WRITTEN PROBLEM — Rewrite the lines of the entries below, starting at the line containing "head in the image above." and ending at the end of the entries. Replace "tight bounding box" with "snug bounding box", change nothing else, and give only those lines.

RECORDS —
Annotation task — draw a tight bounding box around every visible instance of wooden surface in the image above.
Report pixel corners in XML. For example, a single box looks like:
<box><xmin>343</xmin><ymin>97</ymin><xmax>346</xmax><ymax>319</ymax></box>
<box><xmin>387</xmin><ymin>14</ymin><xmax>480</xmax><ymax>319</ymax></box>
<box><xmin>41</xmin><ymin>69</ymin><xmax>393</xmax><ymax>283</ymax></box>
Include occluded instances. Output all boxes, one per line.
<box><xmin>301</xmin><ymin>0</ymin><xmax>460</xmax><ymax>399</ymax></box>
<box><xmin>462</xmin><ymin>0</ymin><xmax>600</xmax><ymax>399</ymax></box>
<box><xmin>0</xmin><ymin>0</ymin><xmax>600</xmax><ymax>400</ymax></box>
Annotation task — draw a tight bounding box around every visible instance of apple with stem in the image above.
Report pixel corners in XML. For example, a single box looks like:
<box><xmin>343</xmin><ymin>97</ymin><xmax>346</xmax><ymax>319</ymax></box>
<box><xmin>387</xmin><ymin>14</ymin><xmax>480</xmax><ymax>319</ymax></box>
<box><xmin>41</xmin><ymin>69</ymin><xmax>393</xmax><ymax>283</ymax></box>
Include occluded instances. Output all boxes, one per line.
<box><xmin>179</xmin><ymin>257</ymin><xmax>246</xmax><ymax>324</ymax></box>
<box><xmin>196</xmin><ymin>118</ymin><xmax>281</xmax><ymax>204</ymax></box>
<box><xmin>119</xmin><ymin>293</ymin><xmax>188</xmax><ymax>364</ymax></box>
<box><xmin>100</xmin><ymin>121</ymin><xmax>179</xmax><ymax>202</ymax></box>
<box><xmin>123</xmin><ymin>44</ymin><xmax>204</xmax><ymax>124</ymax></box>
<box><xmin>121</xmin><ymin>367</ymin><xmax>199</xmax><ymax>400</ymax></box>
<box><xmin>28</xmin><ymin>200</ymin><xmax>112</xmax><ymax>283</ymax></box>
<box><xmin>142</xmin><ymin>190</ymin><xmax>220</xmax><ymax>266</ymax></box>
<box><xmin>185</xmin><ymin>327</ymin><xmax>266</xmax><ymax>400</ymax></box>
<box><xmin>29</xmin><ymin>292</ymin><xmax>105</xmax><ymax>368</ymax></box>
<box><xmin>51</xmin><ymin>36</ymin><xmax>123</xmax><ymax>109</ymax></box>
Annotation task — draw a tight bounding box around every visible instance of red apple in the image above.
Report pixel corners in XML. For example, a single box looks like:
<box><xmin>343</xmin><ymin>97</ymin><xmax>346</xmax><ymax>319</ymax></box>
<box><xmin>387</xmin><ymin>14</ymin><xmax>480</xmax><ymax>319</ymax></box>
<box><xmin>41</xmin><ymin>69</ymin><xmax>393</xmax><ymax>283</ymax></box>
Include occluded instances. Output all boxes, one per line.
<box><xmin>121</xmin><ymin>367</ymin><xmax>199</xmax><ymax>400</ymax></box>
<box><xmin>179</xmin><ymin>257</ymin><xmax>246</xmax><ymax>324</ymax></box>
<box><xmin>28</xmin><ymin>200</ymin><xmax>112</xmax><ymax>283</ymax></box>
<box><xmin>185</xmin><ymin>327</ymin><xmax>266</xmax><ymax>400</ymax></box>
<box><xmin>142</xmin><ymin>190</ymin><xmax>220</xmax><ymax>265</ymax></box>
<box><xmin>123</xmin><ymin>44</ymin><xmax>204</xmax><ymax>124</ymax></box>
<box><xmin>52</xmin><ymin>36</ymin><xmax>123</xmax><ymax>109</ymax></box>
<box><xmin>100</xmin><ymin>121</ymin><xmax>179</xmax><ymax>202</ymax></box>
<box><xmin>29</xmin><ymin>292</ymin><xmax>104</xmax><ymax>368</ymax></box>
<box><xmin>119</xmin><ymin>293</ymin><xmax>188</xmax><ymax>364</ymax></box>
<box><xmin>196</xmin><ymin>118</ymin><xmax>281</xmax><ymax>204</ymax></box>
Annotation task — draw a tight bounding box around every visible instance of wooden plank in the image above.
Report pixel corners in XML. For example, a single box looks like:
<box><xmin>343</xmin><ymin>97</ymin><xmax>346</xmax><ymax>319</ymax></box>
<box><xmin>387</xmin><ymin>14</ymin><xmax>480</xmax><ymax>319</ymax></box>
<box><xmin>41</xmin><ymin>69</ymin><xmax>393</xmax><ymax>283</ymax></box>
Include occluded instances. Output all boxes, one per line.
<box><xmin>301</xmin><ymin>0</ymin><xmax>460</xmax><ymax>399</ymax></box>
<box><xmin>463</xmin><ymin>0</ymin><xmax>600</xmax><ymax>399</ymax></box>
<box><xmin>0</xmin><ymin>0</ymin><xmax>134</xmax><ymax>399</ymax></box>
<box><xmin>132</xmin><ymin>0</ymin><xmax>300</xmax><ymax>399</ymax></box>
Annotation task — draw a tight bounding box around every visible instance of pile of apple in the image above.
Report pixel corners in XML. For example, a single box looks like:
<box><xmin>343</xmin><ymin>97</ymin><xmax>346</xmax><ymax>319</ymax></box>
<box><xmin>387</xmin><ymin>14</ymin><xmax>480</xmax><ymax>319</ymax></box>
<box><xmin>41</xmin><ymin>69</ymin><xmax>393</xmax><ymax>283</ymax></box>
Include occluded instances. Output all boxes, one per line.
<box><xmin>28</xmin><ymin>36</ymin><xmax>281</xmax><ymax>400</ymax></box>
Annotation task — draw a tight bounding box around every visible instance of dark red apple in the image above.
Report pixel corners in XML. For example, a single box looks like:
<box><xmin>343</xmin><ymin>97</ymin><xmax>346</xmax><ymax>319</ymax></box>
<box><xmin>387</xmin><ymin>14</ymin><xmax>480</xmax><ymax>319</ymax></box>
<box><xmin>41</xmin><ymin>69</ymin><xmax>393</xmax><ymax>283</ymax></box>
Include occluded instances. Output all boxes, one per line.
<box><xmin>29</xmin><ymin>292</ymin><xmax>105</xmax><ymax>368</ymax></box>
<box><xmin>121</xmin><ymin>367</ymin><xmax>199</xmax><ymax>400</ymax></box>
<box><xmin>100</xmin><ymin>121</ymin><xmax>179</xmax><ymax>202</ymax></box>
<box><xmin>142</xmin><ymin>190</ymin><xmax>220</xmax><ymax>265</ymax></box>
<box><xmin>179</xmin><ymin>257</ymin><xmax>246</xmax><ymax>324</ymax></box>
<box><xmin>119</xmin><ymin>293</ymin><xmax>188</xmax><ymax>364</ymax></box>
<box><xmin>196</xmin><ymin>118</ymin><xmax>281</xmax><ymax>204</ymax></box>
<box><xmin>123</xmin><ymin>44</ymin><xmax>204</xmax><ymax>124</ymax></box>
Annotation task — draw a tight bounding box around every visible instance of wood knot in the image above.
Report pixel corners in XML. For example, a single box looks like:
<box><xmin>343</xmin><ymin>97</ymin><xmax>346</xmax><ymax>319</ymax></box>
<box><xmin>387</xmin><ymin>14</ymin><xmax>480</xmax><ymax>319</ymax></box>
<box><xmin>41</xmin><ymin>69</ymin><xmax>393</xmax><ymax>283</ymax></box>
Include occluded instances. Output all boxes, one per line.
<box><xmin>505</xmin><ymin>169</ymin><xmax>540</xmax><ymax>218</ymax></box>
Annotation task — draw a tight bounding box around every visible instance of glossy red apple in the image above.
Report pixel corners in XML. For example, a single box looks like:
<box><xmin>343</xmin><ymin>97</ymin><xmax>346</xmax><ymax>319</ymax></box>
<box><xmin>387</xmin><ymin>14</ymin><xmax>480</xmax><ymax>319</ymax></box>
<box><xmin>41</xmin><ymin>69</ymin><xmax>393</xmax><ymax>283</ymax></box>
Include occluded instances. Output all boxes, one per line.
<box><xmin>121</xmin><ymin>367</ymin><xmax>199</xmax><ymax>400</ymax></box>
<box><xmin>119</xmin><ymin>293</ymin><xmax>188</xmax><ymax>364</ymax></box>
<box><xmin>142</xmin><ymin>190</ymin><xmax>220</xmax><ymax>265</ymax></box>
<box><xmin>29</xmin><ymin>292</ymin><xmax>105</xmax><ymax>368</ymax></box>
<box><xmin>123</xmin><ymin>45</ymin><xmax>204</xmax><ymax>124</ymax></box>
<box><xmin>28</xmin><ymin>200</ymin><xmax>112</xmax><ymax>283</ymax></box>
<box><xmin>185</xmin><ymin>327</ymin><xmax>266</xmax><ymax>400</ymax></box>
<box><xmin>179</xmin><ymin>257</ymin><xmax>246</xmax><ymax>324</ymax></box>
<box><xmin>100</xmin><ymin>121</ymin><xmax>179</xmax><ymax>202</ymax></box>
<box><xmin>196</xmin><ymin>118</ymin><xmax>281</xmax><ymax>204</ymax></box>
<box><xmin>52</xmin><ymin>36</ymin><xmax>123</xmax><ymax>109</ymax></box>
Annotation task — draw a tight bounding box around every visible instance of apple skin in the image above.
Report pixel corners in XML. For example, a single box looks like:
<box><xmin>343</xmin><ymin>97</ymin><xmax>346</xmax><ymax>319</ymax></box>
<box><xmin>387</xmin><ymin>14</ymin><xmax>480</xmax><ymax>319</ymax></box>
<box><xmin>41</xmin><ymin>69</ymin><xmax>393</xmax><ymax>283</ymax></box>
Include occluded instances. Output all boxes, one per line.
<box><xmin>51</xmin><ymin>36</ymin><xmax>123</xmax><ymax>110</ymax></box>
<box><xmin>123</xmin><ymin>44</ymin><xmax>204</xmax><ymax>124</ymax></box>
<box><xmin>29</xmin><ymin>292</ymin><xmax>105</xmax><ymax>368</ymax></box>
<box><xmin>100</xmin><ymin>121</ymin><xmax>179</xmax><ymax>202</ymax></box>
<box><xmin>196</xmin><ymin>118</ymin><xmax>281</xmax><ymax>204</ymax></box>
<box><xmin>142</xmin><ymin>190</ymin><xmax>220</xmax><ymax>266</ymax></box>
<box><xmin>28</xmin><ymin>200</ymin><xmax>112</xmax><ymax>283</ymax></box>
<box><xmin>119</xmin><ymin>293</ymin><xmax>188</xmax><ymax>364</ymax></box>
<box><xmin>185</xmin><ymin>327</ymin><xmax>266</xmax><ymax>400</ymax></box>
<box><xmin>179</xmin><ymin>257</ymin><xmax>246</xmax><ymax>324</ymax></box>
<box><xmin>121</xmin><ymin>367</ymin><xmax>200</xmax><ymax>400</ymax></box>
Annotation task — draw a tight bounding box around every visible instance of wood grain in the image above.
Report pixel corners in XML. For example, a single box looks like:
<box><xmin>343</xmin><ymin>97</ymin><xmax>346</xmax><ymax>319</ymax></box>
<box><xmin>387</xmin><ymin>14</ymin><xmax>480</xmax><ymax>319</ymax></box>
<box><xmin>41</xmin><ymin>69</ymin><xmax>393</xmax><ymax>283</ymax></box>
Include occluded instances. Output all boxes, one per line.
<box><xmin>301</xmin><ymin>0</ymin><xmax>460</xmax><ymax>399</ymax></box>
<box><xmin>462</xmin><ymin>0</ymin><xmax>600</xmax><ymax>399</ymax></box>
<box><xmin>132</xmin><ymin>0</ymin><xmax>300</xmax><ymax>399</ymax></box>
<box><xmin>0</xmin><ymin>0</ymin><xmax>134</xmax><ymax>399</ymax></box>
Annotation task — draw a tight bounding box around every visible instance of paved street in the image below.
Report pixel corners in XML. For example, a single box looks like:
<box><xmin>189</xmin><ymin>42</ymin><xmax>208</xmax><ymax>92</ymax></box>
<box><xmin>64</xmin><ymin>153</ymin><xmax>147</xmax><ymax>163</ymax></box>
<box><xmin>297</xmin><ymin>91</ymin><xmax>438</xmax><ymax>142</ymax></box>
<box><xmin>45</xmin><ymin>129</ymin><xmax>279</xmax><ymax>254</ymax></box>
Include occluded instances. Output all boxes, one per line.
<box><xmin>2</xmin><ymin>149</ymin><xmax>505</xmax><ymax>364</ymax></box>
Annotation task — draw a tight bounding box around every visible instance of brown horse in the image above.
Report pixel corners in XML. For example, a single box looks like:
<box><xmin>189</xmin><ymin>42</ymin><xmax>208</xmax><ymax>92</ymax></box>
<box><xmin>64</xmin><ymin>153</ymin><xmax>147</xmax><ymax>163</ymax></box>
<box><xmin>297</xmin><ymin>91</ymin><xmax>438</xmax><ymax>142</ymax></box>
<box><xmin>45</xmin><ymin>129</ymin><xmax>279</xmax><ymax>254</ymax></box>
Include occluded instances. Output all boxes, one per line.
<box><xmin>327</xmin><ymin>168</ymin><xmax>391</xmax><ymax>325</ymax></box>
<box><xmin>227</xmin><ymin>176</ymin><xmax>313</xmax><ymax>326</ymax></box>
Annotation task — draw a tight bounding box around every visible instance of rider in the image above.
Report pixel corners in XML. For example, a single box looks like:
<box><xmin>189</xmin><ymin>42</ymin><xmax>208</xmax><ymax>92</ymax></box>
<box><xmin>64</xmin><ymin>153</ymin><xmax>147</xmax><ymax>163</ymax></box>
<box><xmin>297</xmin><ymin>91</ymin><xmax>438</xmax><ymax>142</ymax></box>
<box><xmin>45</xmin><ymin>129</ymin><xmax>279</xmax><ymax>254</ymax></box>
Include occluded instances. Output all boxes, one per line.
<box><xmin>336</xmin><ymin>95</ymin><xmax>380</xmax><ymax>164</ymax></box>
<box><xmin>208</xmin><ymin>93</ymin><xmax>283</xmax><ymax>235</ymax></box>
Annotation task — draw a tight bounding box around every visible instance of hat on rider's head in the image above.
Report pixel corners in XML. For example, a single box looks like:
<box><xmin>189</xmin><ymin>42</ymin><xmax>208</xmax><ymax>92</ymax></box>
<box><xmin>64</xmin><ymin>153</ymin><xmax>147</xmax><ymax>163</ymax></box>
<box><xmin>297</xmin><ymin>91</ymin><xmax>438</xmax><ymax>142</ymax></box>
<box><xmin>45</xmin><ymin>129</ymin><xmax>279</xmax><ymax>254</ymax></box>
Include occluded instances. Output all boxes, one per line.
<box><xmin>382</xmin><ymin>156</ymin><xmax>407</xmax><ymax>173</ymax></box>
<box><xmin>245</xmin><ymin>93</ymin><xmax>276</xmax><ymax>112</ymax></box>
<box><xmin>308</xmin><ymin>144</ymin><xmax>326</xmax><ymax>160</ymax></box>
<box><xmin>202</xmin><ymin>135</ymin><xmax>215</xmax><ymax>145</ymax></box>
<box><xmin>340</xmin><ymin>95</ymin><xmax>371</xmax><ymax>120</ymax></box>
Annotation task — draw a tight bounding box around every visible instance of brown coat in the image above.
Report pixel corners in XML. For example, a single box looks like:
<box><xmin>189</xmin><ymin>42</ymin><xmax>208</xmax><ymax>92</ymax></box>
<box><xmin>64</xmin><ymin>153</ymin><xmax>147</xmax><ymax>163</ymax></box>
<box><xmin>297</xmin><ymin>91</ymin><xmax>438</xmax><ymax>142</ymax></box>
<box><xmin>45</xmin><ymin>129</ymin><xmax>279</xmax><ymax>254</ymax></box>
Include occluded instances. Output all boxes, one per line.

SOLVED PROBLEM —
Annotation task — draw a snug bounding box around every visible instance of hat on rider's head in the image above.
Report pixel corners in XML. For example, a single box looks like:
<box><xmin>189</xmin><ymin>42</ymin><xmax>208</xmax><ymax>92</ymax></box>
<box><xmin>64</xmin><ymin>153</ymin><xmax>147</xmax><ymax>163</ymax></box>
<box><xmin>297</xmin><ymin>91</ymin><xmax>438</xmax><ymax>142</ymax></box>
<box><xmin>45</xmin><ymin>129</ymin><xmax>279</xmax><ymax>254</ymax></box>
Include occluded instances. Output all boxes, one per line.
<box><xmin>382</xmin><ymin>156</ymin><xmax>407</xmax><ymax>173</ymax></box>
<box><xmin>245</xmin><ymin>93</ymin><xmax>276</xmax><ymax>112</ymax></box>
<box><xmin>308</xmin><ymin>144</ymin><xmax>326</xmax><ymax>160</ymax></box>
<box><xmin>202</xmin><ymin>135</ymin><xmax>215</xmax><ymax>145</ymax></box>
<box><xmin>340</xmin><ymin>95</ymin><xmax>371</xmax><ymax>120</ymax></box>
Annotation task — draw a snug bounding box around every visible instance of brown coat in the image above.
Report pixel corners in XML. For example, a single box looks like:
<box><xmin>189</xmin><ymin>42</ymin><xmax>208</xmax><ymax>92</ymax></box>
<box><xmin>64</xmin><ymin>153</ymin><xmax>147</xmax><ymax>163</ymax></box>
<box><xmin>297</xmin><ymin>91</ymin><xmax>438</xmax><ymax>142</ymax></box>
<box><xmin>45</xmin><ymin>129</ymin><xmax>279</xmax><ymax>254</ymax></box>
Include occluded instances. Output all boxes, one per line.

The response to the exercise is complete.